Soal A: Dalam bacaan tentang rasa rindu, pikiran tokoh "aku" berbelok ke peristiwa berapa tahun silam?
Soal B: Teruskan bacaan tentang rasa rindu itu, mulai setelah kalimat terakhir yang ada.

Bacaan:
Untuk kamu, Mas….
–
Kembali lagi pasti tentang rasa, sejenak terdiam, aku tadi sebenarnya mau nulis sepenggal catatan tentang hal yang sedang kupikirkan hari ini. Maklum saja aku manusia yang setia dengan overthinking-ku itu. Lalu kubuka note di ponselku, tapi entah mengapa saat ia terbuka, aku bingung mau nulis apa.
Hanya bisa melamun sambil melihat sekilas bayangan perihal tentangmu.
Serasa mentok. Dan pikiranku seolah berbelok arah menuju peristiwa tiga tahun silam. Bagiku, itu sudah mendarah-daging hingga sulit untuk menepisnya. Benar-benar bingung. Tapi, ya sudahlah, mau bagaimana lagi. Mungkin selama ini rinduku amat meradang.

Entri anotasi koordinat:
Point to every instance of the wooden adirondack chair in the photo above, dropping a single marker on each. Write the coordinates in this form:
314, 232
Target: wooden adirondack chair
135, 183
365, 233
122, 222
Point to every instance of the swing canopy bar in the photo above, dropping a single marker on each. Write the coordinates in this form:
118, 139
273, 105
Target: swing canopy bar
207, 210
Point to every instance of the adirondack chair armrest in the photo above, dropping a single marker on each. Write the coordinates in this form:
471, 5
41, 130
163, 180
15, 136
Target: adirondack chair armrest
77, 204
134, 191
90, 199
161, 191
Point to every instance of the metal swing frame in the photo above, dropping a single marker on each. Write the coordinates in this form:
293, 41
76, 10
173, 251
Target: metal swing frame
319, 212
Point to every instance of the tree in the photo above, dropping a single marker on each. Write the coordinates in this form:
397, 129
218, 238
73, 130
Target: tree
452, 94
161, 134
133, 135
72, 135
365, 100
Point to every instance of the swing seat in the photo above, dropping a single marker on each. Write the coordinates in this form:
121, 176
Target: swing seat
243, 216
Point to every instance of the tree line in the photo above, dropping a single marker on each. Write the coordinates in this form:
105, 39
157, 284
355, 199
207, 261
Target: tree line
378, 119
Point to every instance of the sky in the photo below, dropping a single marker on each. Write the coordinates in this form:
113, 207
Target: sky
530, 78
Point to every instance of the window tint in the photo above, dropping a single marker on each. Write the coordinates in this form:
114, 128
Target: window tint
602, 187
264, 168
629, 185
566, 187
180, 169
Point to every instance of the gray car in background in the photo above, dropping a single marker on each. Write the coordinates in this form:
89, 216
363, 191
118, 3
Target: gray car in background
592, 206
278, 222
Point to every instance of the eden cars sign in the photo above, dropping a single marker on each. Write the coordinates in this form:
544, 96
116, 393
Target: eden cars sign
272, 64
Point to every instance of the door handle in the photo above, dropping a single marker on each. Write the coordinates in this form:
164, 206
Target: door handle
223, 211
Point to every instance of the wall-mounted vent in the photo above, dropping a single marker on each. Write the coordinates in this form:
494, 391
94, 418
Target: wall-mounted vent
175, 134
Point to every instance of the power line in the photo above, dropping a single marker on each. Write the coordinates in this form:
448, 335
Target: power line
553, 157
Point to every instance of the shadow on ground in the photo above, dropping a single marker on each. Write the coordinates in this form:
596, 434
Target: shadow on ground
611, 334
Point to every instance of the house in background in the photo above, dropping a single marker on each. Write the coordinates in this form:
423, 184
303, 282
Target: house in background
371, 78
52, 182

Jawaban yang Diharapkan A: Tiga tahun silam.

Jawaban yang Diharapkan B:
Sederhananya, kusurahkan kisah padamu tentang seseorang yang tak berbakat dalam menerjemahkan perasaannya. Bukan perkara siapa yang terlalu jatuh cinta dalam keadaan ini. Bahkan ketika kamu membaca tulisan ini, kamu juga mengerti bahwa perjuanganku dalam menahan rasa berbahan sutera ini, tentu tidaklah mudah.
Jujur, aku diam-diam mengagumimu semenjak kita masih berada dalam masa putih abu-abu. Kamu sangat menawan dengan hiasan akhlak yang amat indah di mataku. Terutama ketika menatapku, sembari berbincang ringan yang penuh canda. Sebuah momen yang sangat berarti waktu itu.
Lain halnya dengan sifat jailmu. Teringat adegan kau menarik ujung jilbabku atau sontak mencubit tanganku tiba-tiba hingga membuatku terperanjat. Seakan itu semua menjadi rutinitas yang tak bisa kulupa. Kamu yang berwibawa ketika manjadi seorang teman di kelas. Kau yang tak banyak tingkah dengan kelembutan sikapmu yang membuat rasaku tak terukur lagi.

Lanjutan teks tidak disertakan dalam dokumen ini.